#### [What is being asked]
Extract each line of the material that follows exactly and omit its pictures.

#### [Data supplied]
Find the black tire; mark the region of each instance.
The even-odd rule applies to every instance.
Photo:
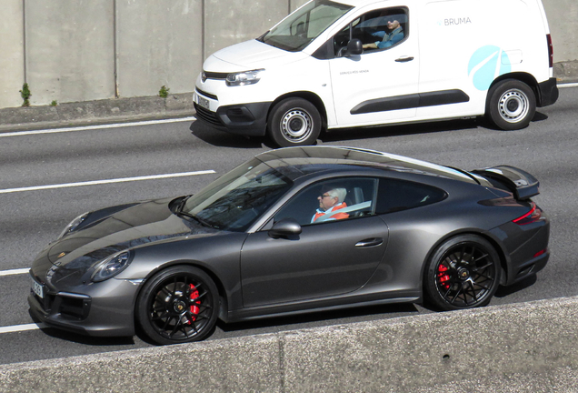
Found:
[[[277,103],[267,119],[267,133],[281,147],[313,145],[321,132],[321,115],[303,98],[285,98]]]
[[[219,314],[214,282],[189,266],[168,267],[148,279],[136,301],[136,321],[160,345],[199,341],[214,331]]]
[[[424,289],[437,309],[486,306],[500,285],[500,257],[485,239],[463,235],[443,243],[428,262]]]
[[[522,129],[536,112],[536,96],[530,86],[516,79],[505,79],[488,92],[485,114],[503,130]]]

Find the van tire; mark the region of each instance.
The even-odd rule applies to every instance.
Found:
[[[321,132],[321,123],[314,105],[303,98],[285,98],[269,113],[267,133],[280,147],[313,145]]]
[[[485,115],[503,130],[522,129],[530,124],[536,112],[536,96],[525,83],[505,79],[488,92]]]

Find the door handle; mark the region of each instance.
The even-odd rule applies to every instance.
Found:
[[[412,60],[414,60],[414,56],[404,56],[404,57],[400,57],[398,59],[395,59],[395,61],[397,63],[405,63],[405,62],[412,61]]]
[[[384,243],[383,238],[374,237],[374,238],[358,241],[357,243],[355,243],[355,247],[374,247],[374,246],[380,246],[382,243]]]

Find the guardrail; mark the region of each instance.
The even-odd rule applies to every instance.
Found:
[[[578,297],[0,367],[0,391],[578,391]]]

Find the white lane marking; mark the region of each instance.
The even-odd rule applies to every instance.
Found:
[[[174,119],[147,120],[147,121],[132,122],[132,123],[115,123],[115,124],[108,124],[108,125],[95,125],[95,126],[85,126],[68,127],[68,128],[53,128],[53,129],[43,129],[43,130],[35,130],[35,131],[15,131],[11,133],[0,133],[0,137],[23,136],[37,135],[37,134],[58,134],[58,133],[65,133],[65,132],[108,129],[108,128],[118,128],[118,127],[135,126],[149,126],[149,125],[156,125],[156,124],[178,123],[178,122],[194,121],[194,120],[196,120],[196,117],[188,116],[188,117],[179,117],[179,118],[174,118]]]
[[[39,328],[48,328],[43,323],[38,324],[25,324],[25,325],[15,325],[11,327],[0,327],[0,334],[2,333],[15,333],[26,330],[36,330]]]
[[[563,85],[558,85],[559,88],[563,88],[563,87],[578,87],[578,83],[575,84],[563,84]]]
[[[37,190],[54,189],[54,188],[66,188],[66,187],[81,186],[95,186],[95,185],[103,185],[103,184],[111,184],[111,183],[123,183],[123,182],[140,181],[140,180],[152,180],[152,179],[169,178],[169,177],[183,177],[183,176],[196,176],[196,175],[209,175],[214,173],[216,173],[216,172],[211,169],[211,170],[195,171],[195,172],[182,172],[182,173],[152,175],[152,176],[136,176],[136,177],[122,177],[122,178],[115,178],[115,179],[93,180],[93,181],[78,182],[78,183],[65,183],[65,184],[35,186],[19,187],[19,188],[5,188],[5,189],[0,189],[0,194],[8,194],[8,193],[24,192],[24,191],[37,191]]]
[[[30,268],[24,269],[12,269],[12,270],[0,270],[0,276],[12,276],[16,274],[25,274],[28,273]]]

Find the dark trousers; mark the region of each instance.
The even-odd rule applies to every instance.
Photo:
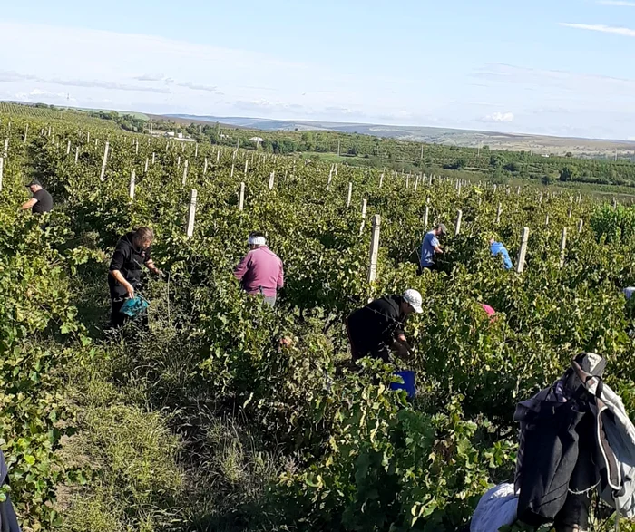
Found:
[[[365,356],[371,358],[378,358],[386,363],[390,363],[390,348],[386,343],[378,345],[366,346],[360,338],[360,334],[357,334],[355,331],[351,331],[348,324],[348,320],[345,321],[347,327],[347,335],[348,336],[348,343],[350,343],[351,358],[353,362],[358,361]]]
[[[436,269],[438,269],[438,268],[437,268],[435,263],[432,263],[432,264],[429,264],[429,265],[425,266],[419,266],[419,269],[417,270],[416,275],[422,276],[424,274],[424,270],[430,270],[431,272],[434,272]]]
[[[556,532],[570,532],[576,525],[580,530],[588,530],[590,507],[591,492],[569,493],[562,509],[555,517]]]
[[[125,299],[119,295],[111,295],[111,327],[119,328],[126,323],[126,314],[120,312]]]

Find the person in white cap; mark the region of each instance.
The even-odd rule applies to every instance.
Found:
[[[403,295],[380,297],[351,314],[346,326],[353,361],[371,356],[388,363],[391,351],[406,354],[410,347],[404,327],[408,314],[424,312],[421,303],[421,294],[408,289]]]
[[[234,276],[245,292],[259,294],[267,304],[275,306],[278,291],[284,285],[282,261],[267,247],[262,233],[250,233],[248,244],[249,252],[236,266]]]

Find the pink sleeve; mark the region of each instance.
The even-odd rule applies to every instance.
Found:
[[[282,266],[282,261],[280,261],[280,269],[278,271],[278,289],[279,290],[285,285],[285,274]]]
[[[242,257],[239,265],[236,266],[236,269],[234,269],[234,276],[239,280],[242,281],[242,278],[245,276],[245,274],[247,273],[247,267],[249,263],[249,254],[248,253],[245,256]]]

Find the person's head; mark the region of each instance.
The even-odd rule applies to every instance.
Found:
[[[435,234],[437,237],[443,237],[444,235],[447,235],[447,228],[445,227],[445,224],[438,224],[435,227]]]
[[[252,231],[249,233],[247,243],[249,245],[250,249],[256,249],[260,246],[266,246],[267,240],[265,240],[264,233],[260,233],[259,231]]]
[[[31,190],[33,194],[34,194],[38,190],[42,190],[42,183],[40,183],[40,181],[37,179],[33,179],[28,185],[26,185],[26,188]]]
[[[154,231],[150,227],[139,227],[134,230],[134,245],[141,249],[147,249],[154,240]]]
[[[422,312],[424,312],[424,309],[421,308],[423,299],[421,297],[421,294],[419,294],[419,292],[417,292],[416,290],[408,288],[405,292],[404,292],[402,299],[403,301],[401,302],[401,311],[404,314],[411,314],[413,312],[415,312],[416,314],[421,314]]]

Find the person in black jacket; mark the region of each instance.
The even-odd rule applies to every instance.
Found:
[[[117,243],[108,275],[112,327],[121,327],[125,322],[125,315],[120,311],[126,298],[134,297],[134,290],[142,276],[142,266],[145,265],[151,272],[163,275],[150,256],[152,240],[152,229],[139,227],[122,237]]]
[[[411,289],[376,299],[350,314],[346,326],[353,362],[371,356],[388,363],[391,350],[409,351],[404,326],[408,314],[424,312],[421,303],[421,294]]]

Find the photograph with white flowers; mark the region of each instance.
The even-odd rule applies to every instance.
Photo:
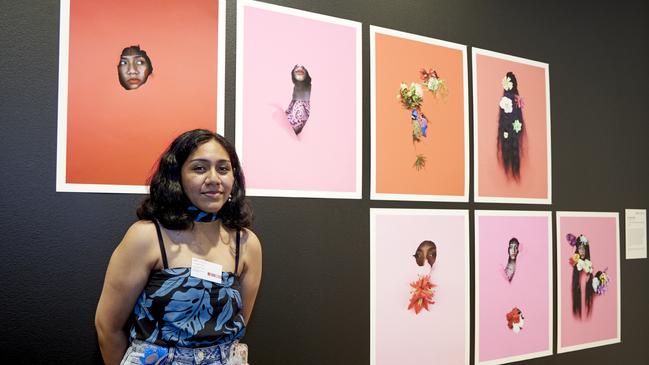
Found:
[[[548,64],[472,56],[476,202],[551,204]]]
[[[557,212],[558,352],[620,342],[619,213]]]
[[[475,359],[552,354],[552,215],[475,212]]]
[[[370,26],[370,198],[468,201],[466,46]]]

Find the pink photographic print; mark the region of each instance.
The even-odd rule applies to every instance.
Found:
[[[552,203],[547,63],[473,48],[476,202]]]
[[[238,3],[236,146],[249,195],[361,198],[361,42],[358,22]]]
[[[557,212],[557,351],[620,338],[619,213]]]
[[[468,219],[370,209],[370,364],[469,363]]]
[[[475,212],[475,363],[552,354],[552,215]]]

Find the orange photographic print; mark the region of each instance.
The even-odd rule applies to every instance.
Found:
[[[370,26],[371,199],[468,201],[466,46]]]
[[[223,134],[224,3],[61,1],[57,191],[147,193],[174,137]]]

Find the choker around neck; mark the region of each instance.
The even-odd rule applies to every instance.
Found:
[[[215,220],[219,219],[218,213],[204,212],[193,205],[190,205],[187,208],[187,212],[192,217],[194,222],[208,223],[214,222]]]

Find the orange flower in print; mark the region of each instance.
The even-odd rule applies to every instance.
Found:
[[[417,281],[410,283],[411,296],[408,310],[412,309],[415,314],[419,314],[422,309],[428,309],[429,304],[435,304],[433,300],[433,288],[436,285],[430,282],[430,275],[419,276]]]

#### [Full answer]
Find the black tire; mark the region of each instance.
The even-odd rule applies to every instance.
Photo:
Found:
[[[277,103],[267,119],[267,133],[281,147],[313,145],[321,132],[321,115],[303,98],[285,98]]]
[[[219,314],[214,282],[189,266],[168,267],[148,279],[136,301],[136,321],[160,345],[199,341],[214,331]]]
[[[424,289],[437,309],[486,306],[500,285],[500,257],[485,239],[463,235],[443,243],[428,262]]]
[[[522,129],[536,112],[536,96],[530,86],[516,79],[505,79],[488,92],[485,114],[503,130]]]

Find the van tire; mark the region of each instance.
The even-odd rule applies to every instance.
Found:
[[[321,132],[321,123],[314,105],[303,98],[285,98],[269,113],[267,133],[280,147],[313,145]]]
[[[485,115],[503,130],[522,129],[530,124],[536,112],[536,96],[525,83],[505,79],[488,92]]]

Find the door handle; mark the region of each instance.
The even-odd rule applies to every instance.
Found:
[[[412,60],[414,60],[414,56],[404,56],[404,57],[400,57],[398,59],[395,59],[395,61],[397,63],[405,63],[405,62],[412,61]]]
[[[384,243],[383,238],[374,237],[374,238],[358,241],[357,243],[355,243],[355,247],[374,247],[374,246],[380,246],[382,243]]]

Find the guardrail; mark the region of each instance.
The even-odd rule applies to every instance.
Found:
[[[578,297],[0,367],[0,391],[578,391]]]

Find the white lane marking; mark the region of each instance.
The even-odd rule applies to every instance.
Found:
[[[174,119],[147,120],[147,121],[132,122],[132,123],[115,123],[115,124],[108,124],[108,125],[95,125],[95,126],[85,126],[68,127],[68,128],[53,128],[53,129],[43,129],[43,130],[35,130],[35,131],[15,131],[11,133],[0,133],[0,137],[23,136],[37,135],[37,134],[58,134],[58,133],[65,133],[65,132],[108,129],[108,128],[118,128],[118,127],[135,126],[149,126],[149,125],[156,125],[156,124],[178,123],[178,122],[194,121],[194,120],[196,120],[196,117],[188,116],[188,117],[179,117],[179,118],[174,118]]]
[[[39,328],[48,328],[43,323],[38,324],[25,324],[25,325],[15,325],[11,327],[0,327],[0,334],[2,333],[15,333],[26,330],[36,330]]]
[[[563,85],[558,85],[559,88],[563,88],[563,87],[578,87],[578,83],[575,84],[563,84]]]
[[[37,190],[54,189],[54,188],[66,188],[66,187],[81,186],[95,186],[95,185],[103,185],[103,184],[111,184],[111,183],[123,183],[123,182],[140,181],[140,180],[152,180],[152,179],[169,178],[169,177],[183,177],[183,176],[196,176],[196,175],[209,175],[214,173],[216,173],[216,172],[211,169],[211,170],[195,171],[195,172],[182,172],[182,173],[152,175],[152,176],[136,176],[136,177],[122,177],[122,178],[115,178],[115,179],[93,180],[93,181],[78,182],[78,183],[65,183],[65,184],[35,186],[19,187],[19,188],[5,188],[5,189],[0,189],[0,194],[8,194],[8,193],[24,192],[24,191],[37,191]]]
[[[30,268],[24,269],[12,269],[12,270],[0,270],[0,276],[12,276],[16,274],[25,274],[28,273]]]

Find the dark trousers; mark the region of each instance.
The even-odd rule applies to every instance.
Photo:
Found:
[[[365,356],[371,358],[378,358],[386,363],[390,363],[390,348],[386,343],[378,345],[366,346],[360,338],[360,334],[357,334],[355,331],[351,331],[348,324],[348,320],[345,321],[347,327],[347,335],[348,336],[348,343],[350,343],[351,358],[353,362],[358,361]]]
[[[436,269],[438,269],[438,268],[437,268],[435,263],[432,263],[432,264],[429,264],[429,265],[425,266],[419,266],[419,269],[417,270],[416,275],[422,276],[424,274],[424,270],[430,270],[431,272],[434,272]]]
[[[556,532],[570,532],[576,525],[580,530],[588,530],[590,507],[591,492],[569,493],[562,509],[555,517]]]
[[[125,299],[119,295],[111,295],[111,327],[119,328],[126,323],[126,314],[120,312]]]

Find the person in white cap; mark the region of each instance.
The even-odd rule applies to every instance.
Found:
[[[403,295],[380,297],[351,314],[346,326],[353,361],[371,356],[388,363],[391,351],[406,354],[410,347],[404,327],[408,314],[424,312],[421,303],[421,294],[408,289]]]
[[[234,276],[245,292],[259,294],[267,304],[275,306],[278,291],[284,285],[282,261],[267,247],[262,233],[250,233],[248,244],[249,252],[236,266]]]

Find the pink sleeve; mark the region of each instance.
The even-odd rule applies to every instance.
Found:
[[[282,266],[282,261],[280,261],[280,269],[278,271],[278,289],[279,290],[285,285],[285,274]]]
[[[242,257],[239,265],[236,266],[236,269],[234,269],[234,276],[239,280],[242,281],[242,278],[245,276],[245,274],[247,273],[247,267],[249,263],[249,254],[248,253],[245,256]]]

Find the person's head; mark the region of each instance.
The even-odd rule applies to every instance.
Found:
[[[435,234],[437,237],[443,237],[444,235],[447,235],[447,228],[445,227],[445,224],[438,224],[435,227]]]
[[[252,231],[249,233],[247,243],[249,245],[250,249],[256,249],[260,246],[266,246],[267,240],[265,240],[264,233],[260,233],[259,231]]]
[[[31,190],[33,194],[34,194],[38,190],[42,190],[42,183],[40,183],[40,181],[37,179],[33,179],[28,185],[26,185],[26,188]]]
[[[154,231],[150,227],[139,227],[134,230],[134,245],[141,249],[147,249],[154,240]]]
[[[422,312],[424,312],[424,309],[421,308],[423,299],[421,297],[421,294],[419,294],[419,292],[417,292],[416,290],[408,288],[405,292],[404,292],[402,299],[403,301],[401,302],[401,311],[404,314],[411,314],[413,312],[415,312],[416,314],[421,314]]]

Find the person in black jacket; mark the region of each instance.
The even-odd rule applies to every instance.
Found:
[[[117,243],[108,275],[112,327],[121,327],[125,322],[125,315],[120,311],[126,298],[134,297],[134,290],[142,276],[142,266],[145,265],[151,272],[163,275],[150,256],[152,240],[152,229],[139,227],[122,237]]]
[[[411,289],[376,299],[350,314],[346,326],[353,362],[371,356],[388,363],[391,350],[409,351],[404,326],[408,314],[424,312],[421,303],[421,294]]]

Find the photograph with white flowers; mark the region of each instance.
The even-odd rule applies to every instance.
Photo:
Found:
[[[548,64],[472,56],[476,202],[551,204]]]
[[[557,212],[558,352],[620,342],[619,213]]]
[[[475,359],[552,354],[552,215],[475,212]]]
[[[370,26],[370,198],[468,201],[466,46]]]

Find the pink photographic print; mark the region of each instance.
The even-odd rule applies to every instance.
Found:
[[[552,203],[547,63],[473,48],[476,202]]]
[[[238,3],[236,146],[249,195],[361,198],[361,42],[358,22]]]
[[[557,212],[557,351],[620,338],[619,213]]]
[[[468,219],[370,209],[370,364],[469,363]]]
[[[475,212],[475,363],[552,354],[552,215]]]

Find the orange photographic print; mark the region of each instance.
The even-odd rule applies to every instance.
Found:
[[[370,26],[371,199],[468,201],[466,46]]]
[[[223,134],[224,3],[61,1],[57,191],[147,193],[174,137]]]

Find the choker around neck; mark the region of each instance.
The even-odd rule applies to every instance.
Found:
[[[215,220],[219,219],[218,213],[204,212],[193,205],[190,205],[187,208],[187,212],[192,217],[194,222],[208,223],[214,222]]]

Find the orange flower in print; mark the region of each instance.
The even-odd rule applies to every instance.
Found:
[[[417,281],[410,283],[411,296],[408,310],[412,309],[415,314],[419,314],[422,309],[428,309],[429,304],[435,304],[433,300],[433,288],[436,285],[430,282],[430,275],[419,276]]]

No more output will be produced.